Source passage >>

Making Home Away

So I sat them down and told them: the five of us are here, me, you and your father, wherever the five of us are, that place should be your heaven.
Discover their stories

Mirvat

Current 'Home' Istanbul, Turkey

For Mirvat, a 40 year-old Circassian woman from Syria, pleasant surroundings in Istanbul do not outweigh her sense of day to day humiliation:

"Here there is nothing. I want to have a dignified life. Here, it’s pretty yes. The weather is nice. Nature and tourism and all that. But this is not what I’m looking for. I want to live a dignified life. I don’t want to feel that I’m getting humiliated just to get a medication for my mother, or to pay the rent."

A workshop employing refugees in Istanbul – image by Vasiliki Tohouliotis, copyright CTM

UNHCR figures show that Turkey hosts the highest number of refugees of any country worldwide (including 3.6m registered Syrian refugees).  Despite praise from international onlookers (chiefly the EU and its representatives) for its legislative and policy reforms in support of refugees, recent reporting has documented Syrian refugees' fears that they are being manipulated by the Turkish state, within wider geopolitical manoeuvrings between Turkey and the EU.  This supports earlier 2016 report by Amnesty International, which found that Turkey does not provide 'effective protection' to refugees and asylum seekers, who are thus let down by both Turkey and the EU countries.

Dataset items
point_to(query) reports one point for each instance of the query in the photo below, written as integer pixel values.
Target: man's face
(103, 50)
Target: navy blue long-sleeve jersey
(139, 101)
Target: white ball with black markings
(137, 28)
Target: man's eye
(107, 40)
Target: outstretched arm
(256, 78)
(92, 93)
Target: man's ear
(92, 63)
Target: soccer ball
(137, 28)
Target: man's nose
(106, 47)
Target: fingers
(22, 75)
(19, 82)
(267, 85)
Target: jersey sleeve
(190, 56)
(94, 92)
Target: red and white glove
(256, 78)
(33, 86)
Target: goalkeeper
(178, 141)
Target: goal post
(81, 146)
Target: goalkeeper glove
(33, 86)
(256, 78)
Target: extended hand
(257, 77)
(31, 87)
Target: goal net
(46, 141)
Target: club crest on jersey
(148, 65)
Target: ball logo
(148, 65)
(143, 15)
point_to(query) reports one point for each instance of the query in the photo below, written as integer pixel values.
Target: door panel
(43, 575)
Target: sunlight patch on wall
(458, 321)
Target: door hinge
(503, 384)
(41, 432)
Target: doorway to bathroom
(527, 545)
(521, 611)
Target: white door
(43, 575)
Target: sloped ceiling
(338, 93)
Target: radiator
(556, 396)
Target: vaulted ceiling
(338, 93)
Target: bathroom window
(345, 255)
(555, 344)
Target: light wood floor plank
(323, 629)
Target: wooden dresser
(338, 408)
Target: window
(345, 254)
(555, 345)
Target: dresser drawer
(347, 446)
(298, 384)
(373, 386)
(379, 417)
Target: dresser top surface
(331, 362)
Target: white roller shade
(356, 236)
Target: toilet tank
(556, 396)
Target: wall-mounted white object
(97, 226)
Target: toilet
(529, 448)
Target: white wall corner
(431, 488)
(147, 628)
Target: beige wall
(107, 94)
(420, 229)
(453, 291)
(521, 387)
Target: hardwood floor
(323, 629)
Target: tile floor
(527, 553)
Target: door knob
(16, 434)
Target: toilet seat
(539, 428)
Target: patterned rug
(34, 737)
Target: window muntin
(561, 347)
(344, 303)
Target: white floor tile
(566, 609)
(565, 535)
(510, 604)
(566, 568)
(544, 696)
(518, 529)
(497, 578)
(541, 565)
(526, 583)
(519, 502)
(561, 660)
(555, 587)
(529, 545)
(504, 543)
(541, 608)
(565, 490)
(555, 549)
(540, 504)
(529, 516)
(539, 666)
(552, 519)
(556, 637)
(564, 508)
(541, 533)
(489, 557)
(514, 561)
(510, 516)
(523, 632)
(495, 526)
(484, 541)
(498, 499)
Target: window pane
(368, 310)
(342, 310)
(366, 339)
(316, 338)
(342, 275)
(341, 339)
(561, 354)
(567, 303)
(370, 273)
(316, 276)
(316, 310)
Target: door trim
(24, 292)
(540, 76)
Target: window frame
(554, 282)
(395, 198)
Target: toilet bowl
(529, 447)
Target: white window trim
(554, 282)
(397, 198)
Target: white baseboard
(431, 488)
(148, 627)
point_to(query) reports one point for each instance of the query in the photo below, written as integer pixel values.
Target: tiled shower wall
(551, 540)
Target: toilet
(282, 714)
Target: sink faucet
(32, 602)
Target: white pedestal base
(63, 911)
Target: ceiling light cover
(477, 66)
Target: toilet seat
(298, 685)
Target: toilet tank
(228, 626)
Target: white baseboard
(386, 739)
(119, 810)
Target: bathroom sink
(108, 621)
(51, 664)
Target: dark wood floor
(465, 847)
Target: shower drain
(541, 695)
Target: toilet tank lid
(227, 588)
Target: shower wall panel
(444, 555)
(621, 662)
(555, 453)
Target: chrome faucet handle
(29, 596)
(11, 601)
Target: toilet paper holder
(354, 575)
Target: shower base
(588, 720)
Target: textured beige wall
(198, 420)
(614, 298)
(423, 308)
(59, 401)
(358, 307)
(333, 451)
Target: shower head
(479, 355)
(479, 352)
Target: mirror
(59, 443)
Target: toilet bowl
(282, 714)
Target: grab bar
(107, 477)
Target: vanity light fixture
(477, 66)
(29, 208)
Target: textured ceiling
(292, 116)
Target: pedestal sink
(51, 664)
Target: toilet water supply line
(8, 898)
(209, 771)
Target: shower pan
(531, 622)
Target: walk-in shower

Task to complete >> Reproduce the refugee passage word for word, starting at "Making Home Away" and ending at "be your heaven.".

Result of this exercise >>
Making Home Away

So I sat them down and told them: the five of us are here, me, you and your father, wherever the five of us are, that place should be your heaven.